The task => Each line of the listing below that includes "bicycle" must be copied.

*** Opening of Given data ***

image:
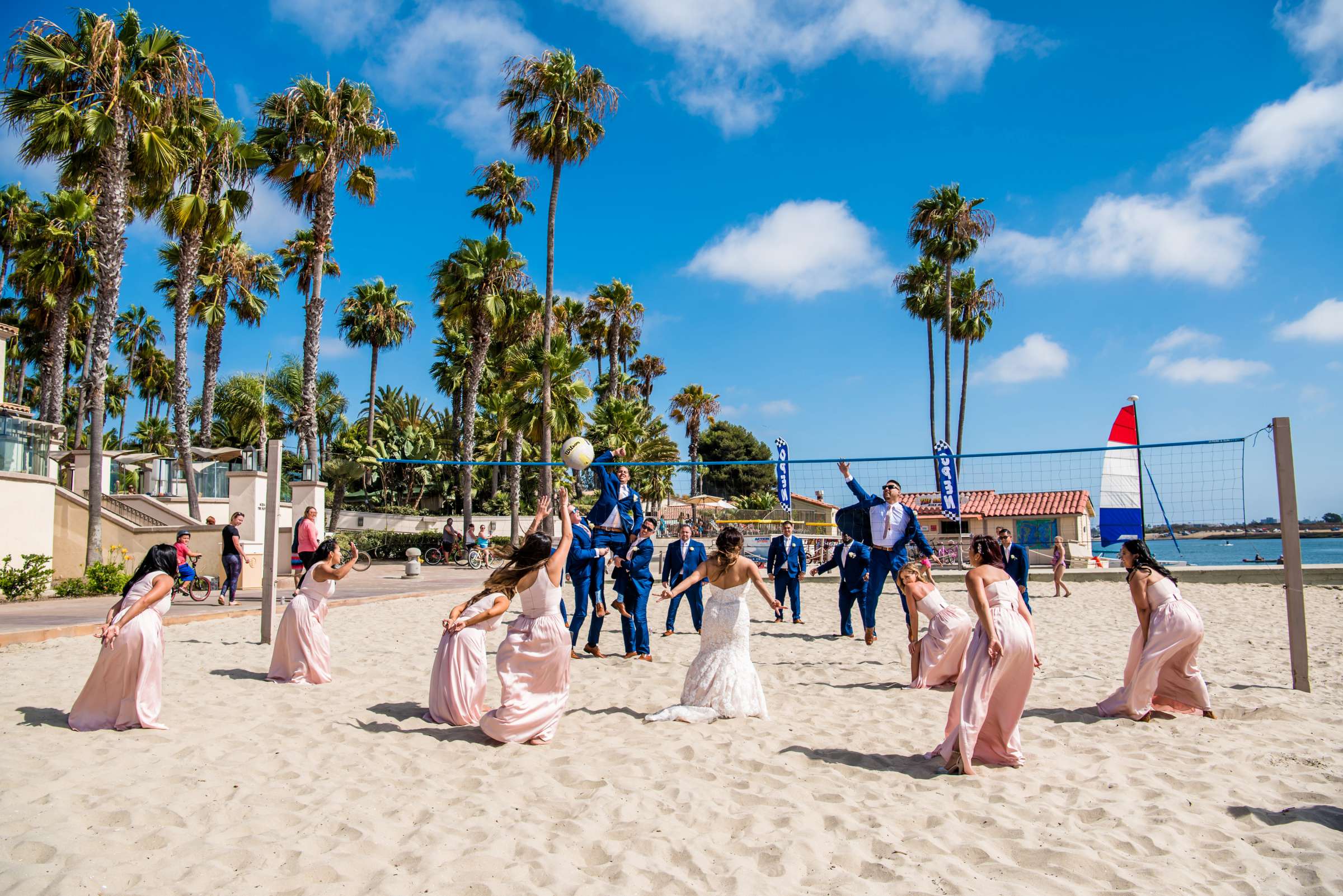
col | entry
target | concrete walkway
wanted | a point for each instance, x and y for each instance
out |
(31, 621)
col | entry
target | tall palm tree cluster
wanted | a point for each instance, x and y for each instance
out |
(947, 228)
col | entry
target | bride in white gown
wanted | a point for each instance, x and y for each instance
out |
(722, 683)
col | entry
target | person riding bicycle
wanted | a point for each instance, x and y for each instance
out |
(186, 558)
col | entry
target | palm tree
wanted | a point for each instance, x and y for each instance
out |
(57, 257)
(921, 284)
(217, 168)
(14, 206)
(616, 302)
(473, 287)
(373, 315)
(556, 110)
(948, 227)
(233, 280)
(692, 407)
(88, 97)
(974, 302)
(135, 328)
(505, 195)
(313, 133)
(648, 368)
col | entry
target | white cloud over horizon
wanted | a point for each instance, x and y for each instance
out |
(727, 53)
(1150, 235)
(1294, 137)
(1206, 371)
(801, 248)
(1322, 324)
(1037, 357)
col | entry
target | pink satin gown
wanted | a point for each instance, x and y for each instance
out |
(303, 651)
(457, 683)
(1163, 672)
(534, 667)
(942, 649)
(125, 687)
(986, 709)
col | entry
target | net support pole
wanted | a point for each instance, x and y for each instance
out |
(270, 538)
(1294, 581)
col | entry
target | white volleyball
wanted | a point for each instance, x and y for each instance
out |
(576, 454)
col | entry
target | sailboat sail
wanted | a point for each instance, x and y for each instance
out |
(1120, 483)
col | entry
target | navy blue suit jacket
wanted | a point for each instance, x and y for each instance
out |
(632, 509)
(675, 568)
(1018, 565)
(793, 561)
(914, 531)
(854, 568)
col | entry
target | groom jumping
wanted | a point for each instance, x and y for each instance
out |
(887, 529)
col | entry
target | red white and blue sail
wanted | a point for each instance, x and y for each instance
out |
(1120, 483)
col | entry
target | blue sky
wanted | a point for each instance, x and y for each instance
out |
(1165, 187)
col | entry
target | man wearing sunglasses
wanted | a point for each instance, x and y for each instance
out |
(887, 527)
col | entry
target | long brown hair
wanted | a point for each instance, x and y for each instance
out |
(729, 548)
(529, 556)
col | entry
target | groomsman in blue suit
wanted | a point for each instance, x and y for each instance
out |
(614, 518)
(852, 560)
(787, 565)
(635, 581)
(684, 556)
(887, 527)
(582, 565)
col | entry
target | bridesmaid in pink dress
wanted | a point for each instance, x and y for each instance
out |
(941, 655)
(1162, 669)
(534, 661)
(999, 664)
(457, 683)
(125, 687)
(303, 652)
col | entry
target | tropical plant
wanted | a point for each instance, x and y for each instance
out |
(505, 195)
(648, 368)
(922, 285)
(57, 258)
(313, 135)
(974, 302)
(473, 287)
(616, 304)
(556, 109)
(948, 227)
(374, 315)
(96, 98)
(692, 407)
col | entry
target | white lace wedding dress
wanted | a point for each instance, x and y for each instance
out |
(722, 683)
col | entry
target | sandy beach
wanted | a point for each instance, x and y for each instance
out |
(343, 789)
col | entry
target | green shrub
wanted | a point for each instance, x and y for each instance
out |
(106, 578)
(29, 580)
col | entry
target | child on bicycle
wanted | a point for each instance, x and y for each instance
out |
(186, 560)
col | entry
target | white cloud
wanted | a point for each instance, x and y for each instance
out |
(1322, 324)
(1182, 337)
(727, 53)
(272, 219)
(1315, 31)
(1297, 136)
(1206, 371)
(1037, 357)
(801, 248)
(1149, 235)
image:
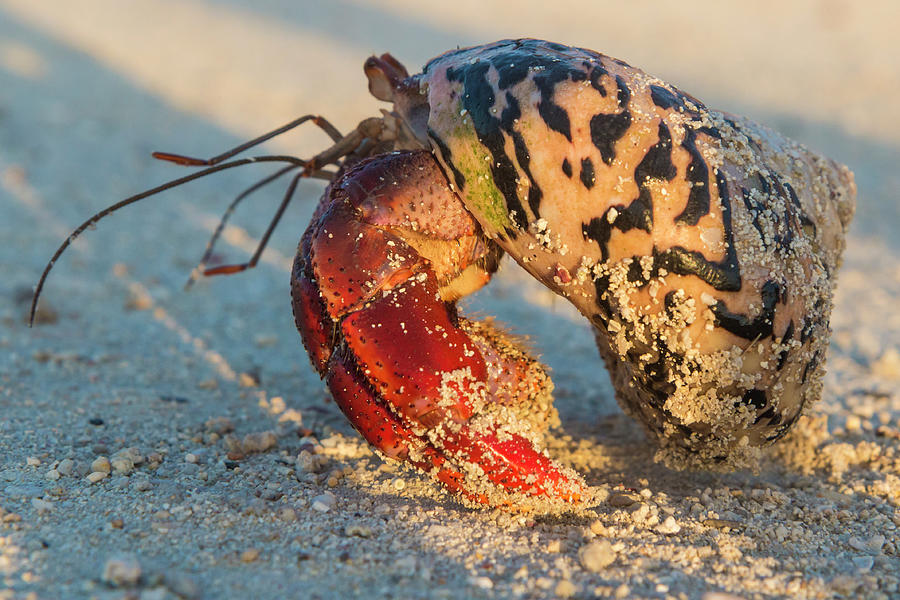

*** Close of Given data ***

Response to the task =>
target | person riding bicycle
target | child on bicycle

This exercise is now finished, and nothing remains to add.